GIVEN EXERCISE: Produce a verbatim transcription of the records below, beginning at the line containing "Where in this photo can the bird's left" and ending at the final line; include only those lines.

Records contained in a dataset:
......
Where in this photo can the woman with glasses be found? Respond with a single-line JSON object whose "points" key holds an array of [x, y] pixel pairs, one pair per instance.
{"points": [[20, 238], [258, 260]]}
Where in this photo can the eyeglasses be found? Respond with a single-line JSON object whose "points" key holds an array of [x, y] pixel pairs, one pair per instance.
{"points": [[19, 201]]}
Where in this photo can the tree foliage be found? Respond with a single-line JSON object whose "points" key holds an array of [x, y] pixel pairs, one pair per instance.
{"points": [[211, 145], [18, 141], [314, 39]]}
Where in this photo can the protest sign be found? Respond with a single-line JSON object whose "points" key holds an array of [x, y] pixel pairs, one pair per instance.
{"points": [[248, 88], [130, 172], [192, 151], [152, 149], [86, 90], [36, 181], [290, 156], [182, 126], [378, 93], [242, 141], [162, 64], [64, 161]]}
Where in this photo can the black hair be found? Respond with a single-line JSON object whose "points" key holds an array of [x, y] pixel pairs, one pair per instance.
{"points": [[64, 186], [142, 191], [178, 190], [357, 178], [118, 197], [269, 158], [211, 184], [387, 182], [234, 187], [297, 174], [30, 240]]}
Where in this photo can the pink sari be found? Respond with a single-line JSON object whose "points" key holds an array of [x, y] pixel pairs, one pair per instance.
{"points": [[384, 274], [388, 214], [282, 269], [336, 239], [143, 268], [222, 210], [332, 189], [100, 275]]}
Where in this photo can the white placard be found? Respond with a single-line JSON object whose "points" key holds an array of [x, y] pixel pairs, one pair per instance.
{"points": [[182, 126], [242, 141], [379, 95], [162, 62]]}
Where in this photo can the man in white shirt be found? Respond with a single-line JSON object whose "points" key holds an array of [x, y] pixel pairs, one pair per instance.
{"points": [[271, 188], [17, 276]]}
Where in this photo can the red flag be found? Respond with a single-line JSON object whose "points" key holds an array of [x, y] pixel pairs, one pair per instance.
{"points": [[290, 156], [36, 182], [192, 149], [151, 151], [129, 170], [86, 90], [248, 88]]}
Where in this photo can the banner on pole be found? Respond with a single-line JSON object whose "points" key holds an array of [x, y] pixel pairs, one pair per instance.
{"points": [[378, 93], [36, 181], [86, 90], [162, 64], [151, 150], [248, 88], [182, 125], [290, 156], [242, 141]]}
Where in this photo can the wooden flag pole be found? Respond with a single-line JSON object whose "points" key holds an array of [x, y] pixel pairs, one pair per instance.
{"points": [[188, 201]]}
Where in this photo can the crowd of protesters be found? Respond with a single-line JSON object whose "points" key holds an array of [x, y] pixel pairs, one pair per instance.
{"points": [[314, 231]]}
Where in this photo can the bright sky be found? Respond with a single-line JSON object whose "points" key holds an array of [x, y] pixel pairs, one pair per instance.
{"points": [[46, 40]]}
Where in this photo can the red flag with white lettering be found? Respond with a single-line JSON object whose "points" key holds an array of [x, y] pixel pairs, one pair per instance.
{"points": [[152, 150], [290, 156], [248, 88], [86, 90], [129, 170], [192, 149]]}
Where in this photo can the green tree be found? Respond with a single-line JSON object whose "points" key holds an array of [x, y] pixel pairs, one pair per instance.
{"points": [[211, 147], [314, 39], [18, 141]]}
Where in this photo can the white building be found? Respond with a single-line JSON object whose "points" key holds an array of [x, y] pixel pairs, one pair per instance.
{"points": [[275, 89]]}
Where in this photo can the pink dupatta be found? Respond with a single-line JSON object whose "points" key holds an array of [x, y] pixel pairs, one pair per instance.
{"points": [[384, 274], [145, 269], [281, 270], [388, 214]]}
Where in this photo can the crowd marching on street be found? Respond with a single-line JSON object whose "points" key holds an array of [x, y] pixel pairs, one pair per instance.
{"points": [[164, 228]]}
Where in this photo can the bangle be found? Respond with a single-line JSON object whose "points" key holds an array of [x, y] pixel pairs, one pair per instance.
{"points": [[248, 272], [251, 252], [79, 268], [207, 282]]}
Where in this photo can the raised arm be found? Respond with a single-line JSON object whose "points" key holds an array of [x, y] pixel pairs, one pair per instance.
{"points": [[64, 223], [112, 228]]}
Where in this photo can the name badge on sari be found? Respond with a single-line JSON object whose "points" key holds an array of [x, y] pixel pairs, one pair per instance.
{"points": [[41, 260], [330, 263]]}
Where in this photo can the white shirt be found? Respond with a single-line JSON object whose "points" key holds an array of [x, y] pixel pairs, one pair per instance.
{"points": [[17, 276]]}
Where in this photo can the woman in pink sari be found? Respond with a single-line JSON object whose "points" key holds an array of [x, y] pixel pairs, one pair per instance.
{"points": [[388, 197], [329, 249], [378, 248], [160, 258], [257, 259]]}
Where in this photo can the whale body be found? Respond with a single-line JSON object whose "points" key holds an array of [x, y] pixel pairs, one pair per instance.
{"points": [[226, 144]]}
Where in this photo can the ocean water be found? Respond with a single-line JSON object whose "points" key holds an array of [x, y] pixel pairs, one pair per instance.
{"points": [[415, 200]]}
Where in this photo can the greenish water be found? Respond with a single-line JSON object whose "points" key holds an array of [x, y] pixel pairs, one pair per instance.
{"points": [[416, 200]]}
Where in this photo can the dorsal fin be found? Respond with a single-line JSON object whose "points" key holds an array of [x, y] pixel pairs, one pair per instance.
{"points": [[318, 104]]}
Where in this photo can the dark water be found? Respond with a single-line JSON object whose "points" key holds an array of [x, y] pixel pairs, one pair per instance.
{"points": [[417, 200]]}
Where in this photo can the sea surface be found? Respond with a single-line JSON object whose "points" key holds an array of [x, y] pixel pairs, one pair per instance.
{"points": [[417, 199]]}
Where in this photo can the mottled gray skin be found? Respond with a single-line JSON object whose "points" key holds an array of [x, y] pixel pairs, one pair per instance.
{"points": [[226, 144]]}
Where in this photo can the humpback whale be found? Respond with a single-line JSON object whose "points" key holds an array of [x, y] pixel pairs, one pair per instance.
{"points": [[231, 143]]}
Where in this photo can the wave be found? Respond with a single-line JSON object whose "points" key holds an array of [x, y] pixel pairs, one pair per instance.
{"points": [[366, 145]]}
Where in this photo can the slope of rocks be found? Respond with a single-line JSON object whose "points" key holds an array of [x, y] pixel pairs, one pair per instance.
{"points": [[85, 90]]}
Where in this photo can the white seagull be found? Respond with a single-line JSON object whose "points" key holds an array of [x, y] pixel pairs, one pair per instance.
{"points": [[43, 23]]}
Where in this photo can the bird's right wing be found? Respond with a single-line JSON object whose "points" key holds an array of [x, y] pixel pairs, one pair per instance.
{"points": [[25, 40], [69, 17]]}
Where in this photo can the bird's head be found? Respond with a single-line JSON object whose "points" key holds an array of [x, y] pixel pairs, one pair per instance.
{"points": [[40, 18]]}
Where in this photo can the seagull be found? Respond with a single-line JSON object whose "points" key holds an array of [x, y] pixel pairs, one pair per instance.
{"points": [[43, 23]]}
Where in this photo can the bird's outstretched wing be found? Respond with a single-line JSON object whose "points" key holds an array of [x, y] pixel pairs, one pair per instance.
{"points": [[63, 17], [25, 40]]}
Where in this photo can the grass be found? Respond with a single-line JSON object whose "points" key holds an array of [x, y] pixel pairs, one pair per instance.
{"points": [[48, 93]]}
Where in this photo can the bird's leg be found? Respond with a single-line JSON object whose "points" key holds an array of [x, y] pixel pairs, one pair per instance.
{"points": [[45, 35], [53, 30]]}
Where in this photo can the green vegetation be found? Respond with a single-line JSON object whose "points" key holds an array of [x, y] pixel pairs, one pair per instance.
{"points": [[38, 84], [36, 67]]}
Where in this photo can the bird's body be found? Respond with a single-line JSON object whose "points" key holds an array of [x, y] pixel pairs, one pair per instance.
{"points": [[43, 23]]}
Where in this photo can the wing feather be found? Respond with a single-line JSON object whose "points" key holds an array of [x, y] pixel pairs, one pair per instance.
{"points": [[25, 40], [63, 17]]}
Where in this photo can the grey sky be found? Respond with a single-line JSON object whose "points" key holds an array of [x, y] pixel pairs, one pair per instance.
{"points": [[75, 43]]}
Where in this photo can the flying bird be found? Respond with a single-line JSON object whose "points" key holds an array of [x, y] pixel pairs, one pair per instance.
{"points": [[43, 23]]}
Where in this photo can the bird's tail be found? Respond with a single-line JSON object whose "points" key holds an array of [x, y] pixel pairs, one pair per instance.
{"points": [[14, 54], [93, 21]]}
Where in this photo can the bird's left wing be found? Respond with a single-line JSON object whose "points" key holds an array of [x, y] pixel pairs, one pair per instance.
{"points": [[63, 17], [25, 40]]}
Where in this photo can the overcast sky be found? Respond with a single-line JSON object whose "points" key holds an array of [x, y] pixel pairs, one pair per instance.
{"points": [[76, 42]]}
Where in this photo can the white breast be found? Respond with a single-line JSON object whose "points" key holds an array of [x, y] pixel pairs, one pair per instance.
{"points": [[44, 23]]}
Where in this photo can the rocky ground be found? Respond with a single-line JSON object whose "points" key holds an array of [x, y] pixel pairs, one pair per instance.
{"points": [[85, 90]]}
......
TASK SOLUTION:
Where in this photo can the bird's left wing be found? Respond with a single-line JSON object whose "points" key holds an array of [x, y] pixel pairs, one pair per instance.
{"points": [[63, 17], [25, 40]]}
Where in this photo can the overcast sky be found? Respond with a single-line JSON object whose "points" key holds an array of [x, y] pixel pairs, one pair per instance.
{"points": [[76, 42]]}
Where in this photo can the white breast be found? Respond with a single-line JSON object whose "points" key holds an array of [x, y] pixel pairs, one pair per instance.
{"points": [[44, 23]]}
Where in this photo can the rocky ground be found? Respond with a single-line JSON object whose "points" key holds an array of [x, y] pixel pairs, one pair per instance.
{"points": [[85, 90]]}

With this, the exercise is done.